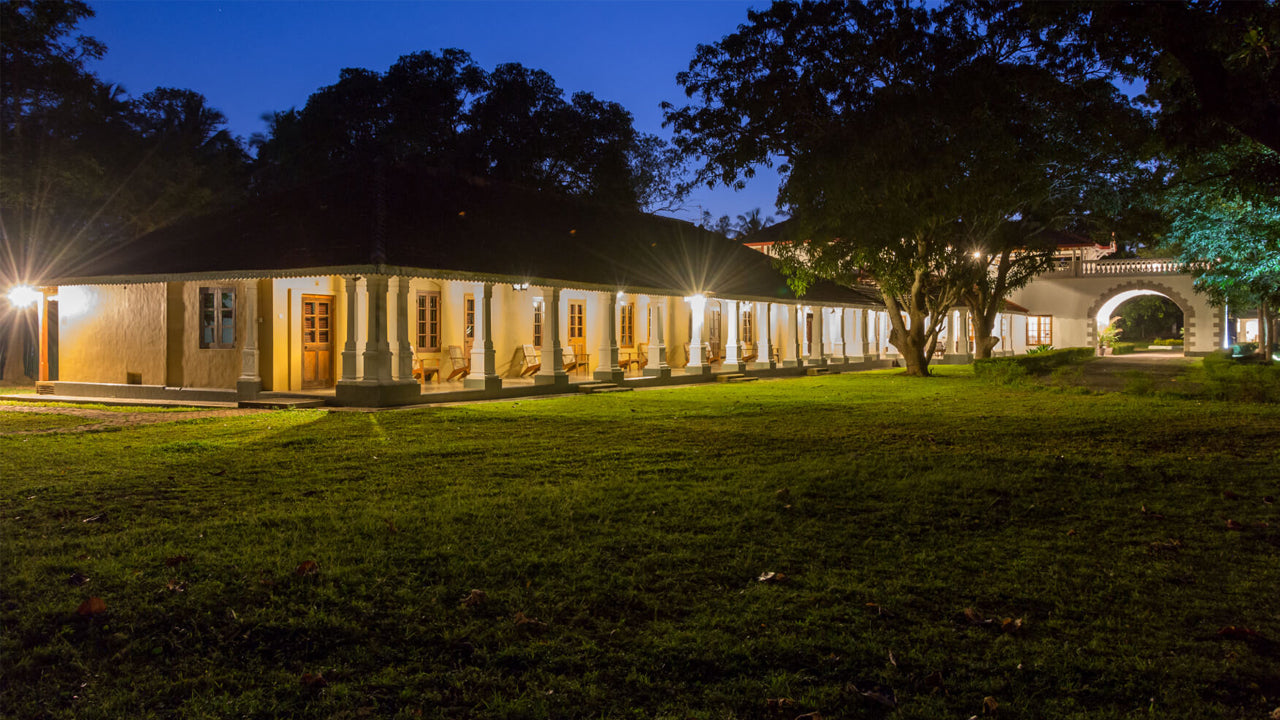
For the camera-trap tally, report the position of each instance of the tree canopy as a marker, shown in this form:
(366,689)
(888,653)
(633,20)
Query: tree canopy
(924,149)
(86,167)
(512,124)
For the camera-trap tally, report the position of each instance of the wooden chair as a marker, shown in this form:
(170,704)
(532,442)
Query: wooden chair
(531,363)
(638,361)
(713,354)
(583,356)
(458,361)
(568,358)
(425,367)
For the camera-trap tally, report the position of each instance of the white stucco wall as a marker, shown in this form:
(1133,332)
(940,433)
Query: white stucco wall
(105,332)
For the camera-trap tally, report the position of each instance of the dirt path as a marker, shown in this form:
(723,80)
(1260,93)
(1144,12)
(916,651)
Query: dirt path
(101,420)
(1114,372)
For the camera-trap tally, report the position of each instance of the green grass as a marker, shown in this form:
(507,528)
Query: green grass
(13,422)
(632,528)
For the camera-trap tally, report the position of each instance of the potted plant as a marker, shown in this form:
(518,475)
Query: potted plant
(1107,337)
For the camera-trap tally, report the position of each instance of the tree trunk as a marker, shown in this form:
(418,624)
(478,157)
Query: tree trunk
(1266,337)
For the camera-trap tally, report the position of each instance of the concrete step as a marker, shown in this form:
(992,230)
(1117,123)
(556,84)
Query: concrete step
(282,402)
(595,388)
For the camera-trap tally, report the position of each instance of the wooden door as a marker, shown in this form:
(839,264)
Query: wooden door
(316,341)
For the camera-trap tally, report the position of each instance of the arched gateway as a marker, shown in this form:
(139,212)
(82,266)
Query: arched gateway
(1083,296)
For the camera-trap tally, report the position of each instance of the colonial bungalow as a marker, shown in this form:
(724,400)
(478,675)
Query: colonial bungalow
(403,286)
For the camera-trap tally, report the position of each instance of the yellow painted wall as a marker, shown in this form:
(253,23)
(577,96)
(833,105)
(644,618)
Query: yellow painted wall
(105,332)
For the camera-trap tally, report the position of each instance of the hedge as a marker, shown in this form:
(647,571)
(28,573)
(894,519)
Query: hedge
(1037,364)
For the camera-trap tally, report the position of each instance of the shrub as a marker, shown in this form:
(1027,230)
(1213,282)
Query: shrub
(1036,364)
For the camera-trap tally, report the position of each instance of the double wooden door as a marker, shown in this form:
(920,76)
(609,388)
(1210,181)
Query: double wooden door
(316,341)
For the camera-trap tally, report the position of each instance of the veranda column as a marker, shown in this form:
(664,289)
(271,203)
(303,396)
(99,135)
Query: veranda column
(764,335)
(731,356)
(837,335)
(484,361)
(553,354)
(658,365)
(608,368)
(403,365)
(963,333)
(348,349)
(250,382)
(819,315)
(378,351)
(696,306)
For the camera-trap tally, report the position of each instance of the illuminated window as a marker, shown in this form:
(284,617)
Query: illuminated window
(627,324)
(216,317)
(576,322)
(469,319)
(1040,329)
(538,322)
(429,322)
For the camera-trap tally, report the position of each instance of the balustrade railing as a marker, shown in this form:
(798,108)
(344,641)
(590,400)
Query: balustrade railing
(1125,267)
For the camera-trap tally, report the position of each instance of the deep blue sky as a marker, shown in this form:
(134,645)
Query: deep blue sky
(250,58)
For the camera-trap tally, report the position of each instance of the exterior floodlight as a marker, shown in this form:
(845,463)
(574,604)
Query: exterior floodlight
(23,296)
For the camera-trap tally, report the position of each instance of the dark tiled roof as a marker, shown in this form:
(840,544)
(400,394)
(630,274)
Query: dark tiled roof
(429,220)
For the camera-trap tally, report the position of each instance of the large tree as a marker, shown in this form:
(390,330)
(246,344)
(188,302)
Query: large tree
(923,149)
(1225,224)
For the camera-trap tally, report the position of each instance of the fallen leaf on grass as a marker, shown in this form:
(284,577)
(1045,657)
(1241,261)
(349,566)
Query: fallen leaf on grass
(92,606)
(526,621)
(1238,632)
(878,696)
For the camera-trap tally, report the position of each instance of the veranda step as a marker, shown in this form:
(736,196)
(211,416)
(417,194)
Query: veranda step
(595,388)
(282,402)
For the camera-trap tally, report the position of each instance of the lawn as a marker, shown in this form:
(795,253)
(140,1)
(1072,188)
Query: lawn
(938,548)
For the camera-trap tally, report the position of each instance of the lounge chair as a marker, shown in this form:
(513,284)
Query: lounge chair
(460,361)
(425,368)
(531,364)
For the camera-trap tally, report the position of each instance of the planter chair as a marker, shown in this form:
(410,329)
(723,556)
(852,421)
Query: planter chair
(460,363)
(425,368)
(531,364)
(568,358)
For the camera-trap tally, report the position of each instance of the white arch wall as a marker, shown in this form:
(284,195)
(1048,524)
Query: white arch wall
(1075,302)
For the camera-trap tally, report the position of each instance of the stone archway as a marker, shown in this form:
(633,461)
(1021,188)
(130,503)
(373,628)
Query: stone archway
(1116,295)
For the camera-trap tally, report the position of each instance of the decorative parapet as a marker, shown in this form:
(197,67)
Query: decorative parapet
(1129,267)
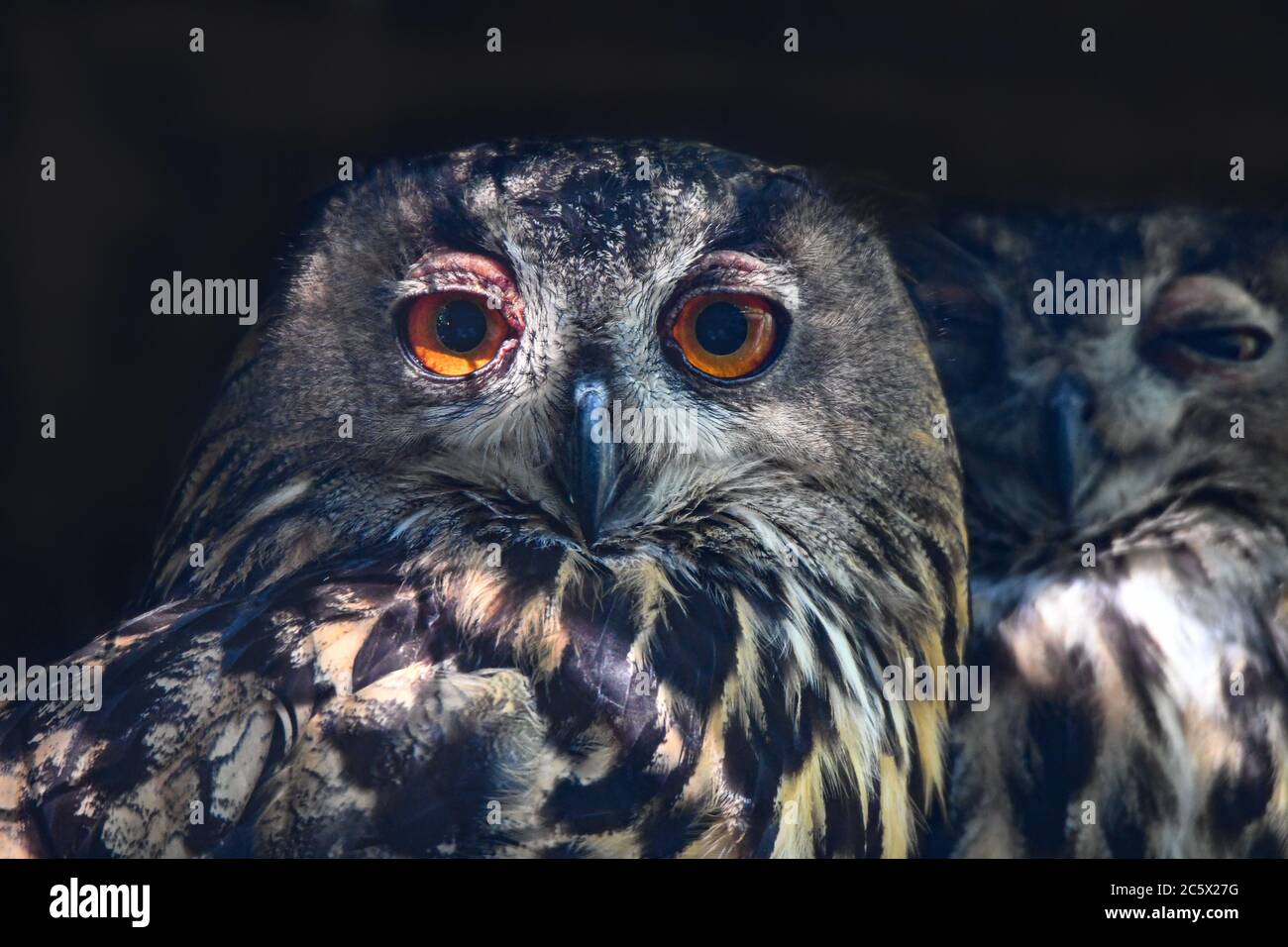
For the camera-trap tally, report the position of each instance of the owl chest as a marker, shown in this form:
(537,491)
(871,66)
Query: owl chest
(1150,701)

--

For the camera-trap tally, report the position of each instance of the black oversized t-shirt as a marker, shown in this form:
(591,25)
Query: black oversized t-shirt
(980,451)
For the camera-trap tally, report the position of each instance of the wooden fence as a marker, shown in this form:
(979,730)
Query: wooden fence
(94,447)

---

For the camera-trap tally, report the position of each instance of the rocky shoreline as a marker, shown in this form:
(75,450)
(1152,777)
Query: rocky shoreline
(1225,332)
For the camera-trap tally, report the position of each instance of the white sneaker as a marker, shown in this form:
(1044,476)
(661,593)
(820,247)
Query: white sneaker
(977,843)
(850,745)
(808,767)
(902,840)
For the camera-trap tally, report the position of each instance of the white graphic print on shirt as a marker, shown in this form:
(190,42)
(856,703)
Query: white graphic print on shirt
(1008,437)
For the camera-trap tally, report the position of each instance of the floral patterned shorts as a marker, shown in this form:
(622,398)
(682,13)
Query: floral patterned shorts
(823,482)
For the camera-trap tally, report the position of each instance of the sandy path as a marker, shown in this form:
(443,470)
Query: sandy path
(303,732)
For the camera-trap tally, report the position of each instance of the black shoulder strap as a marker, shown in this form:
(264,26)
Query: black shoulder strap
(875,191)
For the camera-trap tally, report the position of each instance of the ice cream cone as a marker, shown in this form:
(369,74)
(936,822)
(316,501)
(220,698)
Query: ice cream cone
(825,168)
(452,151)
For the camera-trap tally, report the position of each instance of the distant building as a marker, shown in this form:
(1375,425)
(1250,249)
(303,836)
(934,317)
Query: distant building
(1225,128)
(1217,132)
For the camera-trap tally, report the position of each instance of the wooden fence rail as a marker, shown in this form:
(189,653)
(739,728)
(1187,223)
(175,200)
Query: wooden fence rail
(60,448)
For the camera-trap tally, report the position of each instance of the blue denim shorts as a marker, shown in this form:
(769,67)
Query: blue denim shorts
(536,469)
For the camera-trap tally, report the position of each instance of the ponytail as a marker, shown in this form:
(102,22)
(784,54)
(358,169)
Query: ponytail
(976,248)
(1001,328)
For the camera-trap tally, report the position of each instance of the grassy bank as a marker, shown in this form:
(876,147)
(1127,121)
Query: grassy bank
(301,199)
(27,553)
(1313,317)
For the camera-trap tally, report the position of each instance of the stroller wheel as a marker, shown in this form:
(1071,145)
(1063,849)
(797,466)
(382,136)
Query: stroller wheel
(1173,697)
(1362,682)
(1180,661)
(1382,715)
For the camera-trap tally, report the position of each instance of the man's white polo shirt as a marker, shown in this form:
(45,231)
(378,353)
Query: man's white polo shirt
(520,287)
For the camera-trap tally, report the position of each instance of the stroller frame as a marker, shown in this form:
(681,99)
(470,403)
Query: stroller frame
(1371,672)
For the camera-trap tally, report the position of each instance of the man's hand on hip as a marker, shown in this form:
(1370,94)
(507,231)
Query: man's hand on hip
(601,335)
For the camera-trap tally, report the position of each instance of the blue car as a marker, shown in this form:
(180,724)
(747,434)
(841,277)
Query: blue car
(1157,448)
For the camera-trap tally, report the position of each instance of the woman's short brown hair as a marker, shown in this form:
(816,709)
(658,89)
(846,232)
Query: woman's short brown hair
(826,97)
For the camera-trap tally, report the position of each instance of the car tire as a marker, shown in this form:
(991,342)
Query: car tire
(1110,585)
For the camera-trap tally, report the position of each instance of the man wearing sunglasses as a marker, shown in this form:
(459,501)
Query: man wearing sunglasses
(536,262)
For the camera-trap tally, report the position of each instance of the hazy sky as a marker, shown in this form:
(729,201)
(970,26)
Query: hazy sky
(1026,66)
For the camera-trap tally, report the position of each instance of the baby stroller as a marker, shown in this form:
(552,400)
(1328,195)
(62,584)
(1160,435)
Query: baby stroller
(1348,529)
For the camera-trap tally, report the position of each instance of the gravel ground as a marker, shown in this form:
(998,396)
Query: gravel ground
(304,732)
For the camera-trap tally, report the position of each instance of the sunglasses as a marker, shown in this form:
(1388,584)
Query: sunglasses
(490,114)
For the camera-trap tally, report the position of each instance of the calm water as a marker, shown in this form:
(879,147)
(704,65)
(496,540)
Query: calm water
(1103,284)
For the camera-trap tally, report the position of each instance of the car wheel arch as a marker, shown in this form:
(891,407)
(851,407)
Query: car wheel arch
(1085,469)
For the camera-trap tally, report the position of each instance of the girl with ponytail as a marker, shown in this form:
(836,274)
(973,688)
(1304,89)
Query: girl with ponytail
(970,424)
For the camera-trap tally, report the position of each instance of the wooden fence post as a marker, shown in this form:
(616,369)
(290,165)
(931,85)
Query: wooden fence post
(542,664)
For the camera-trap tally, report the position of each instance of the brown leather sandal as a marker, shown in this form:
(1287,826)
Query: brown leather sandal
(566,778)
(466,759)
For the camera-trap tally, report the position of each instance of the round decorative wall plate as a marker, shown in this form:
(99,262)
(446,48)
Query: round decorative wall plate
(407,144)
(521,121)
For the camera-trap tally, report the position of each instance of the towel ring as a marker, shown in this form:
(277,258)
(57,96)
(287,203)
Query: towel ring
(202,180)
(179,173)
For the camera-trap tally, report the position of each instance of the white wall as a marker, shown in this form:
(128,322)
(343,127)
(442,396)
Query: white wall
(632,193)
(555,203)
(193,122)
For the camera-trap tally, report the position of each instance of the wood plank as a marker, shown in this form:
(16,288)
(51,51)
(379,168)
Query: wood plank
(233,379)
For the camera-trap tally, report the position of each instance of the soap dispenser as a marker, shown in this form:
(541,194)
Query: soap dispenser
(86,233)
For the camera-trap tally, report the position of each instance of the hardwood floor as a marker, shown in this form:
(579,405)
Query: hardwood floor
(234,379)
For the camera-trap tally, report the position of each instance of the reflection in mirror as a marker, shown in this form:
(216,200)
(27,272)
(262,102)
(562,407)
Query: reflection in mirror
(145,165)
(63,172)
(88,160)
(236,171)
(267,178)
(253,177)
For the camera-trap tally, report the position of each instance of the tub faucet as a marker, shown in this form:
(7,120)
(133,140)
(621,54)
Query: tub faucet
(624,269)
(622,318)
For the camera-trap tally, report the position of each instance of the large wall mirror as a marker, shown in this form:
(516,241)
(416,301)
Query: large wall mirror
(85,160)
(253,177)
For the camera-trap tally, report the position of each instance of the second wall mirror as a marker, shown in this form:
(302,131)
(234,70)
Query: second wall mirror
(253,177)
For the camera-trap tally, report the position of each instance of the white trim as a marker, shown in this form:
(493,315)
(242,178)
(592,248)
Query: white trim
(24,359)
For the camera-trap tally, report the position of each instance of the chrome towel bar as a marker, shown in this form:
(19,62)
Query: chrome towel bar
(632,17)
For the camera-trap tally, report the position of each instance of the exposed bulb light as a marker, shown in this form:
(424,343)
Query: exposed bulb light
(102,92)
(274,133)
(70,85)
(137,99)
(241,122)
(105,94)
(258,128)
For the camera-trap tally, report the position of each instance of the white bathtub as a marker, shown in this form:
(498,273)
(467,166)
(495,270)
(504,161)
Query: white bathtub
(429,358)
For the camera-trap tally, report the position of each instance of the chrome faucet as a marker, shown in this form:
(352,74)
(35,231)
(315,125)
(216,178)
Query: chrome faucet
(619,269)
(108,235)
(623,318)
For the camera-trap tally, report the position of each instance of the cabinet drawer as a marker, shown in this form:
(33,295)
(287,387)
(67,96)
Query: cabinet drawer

** Required work **
Across the entries above, work out the count of lines that hold the word "cabinet", and state that number alone.

** Task result **
2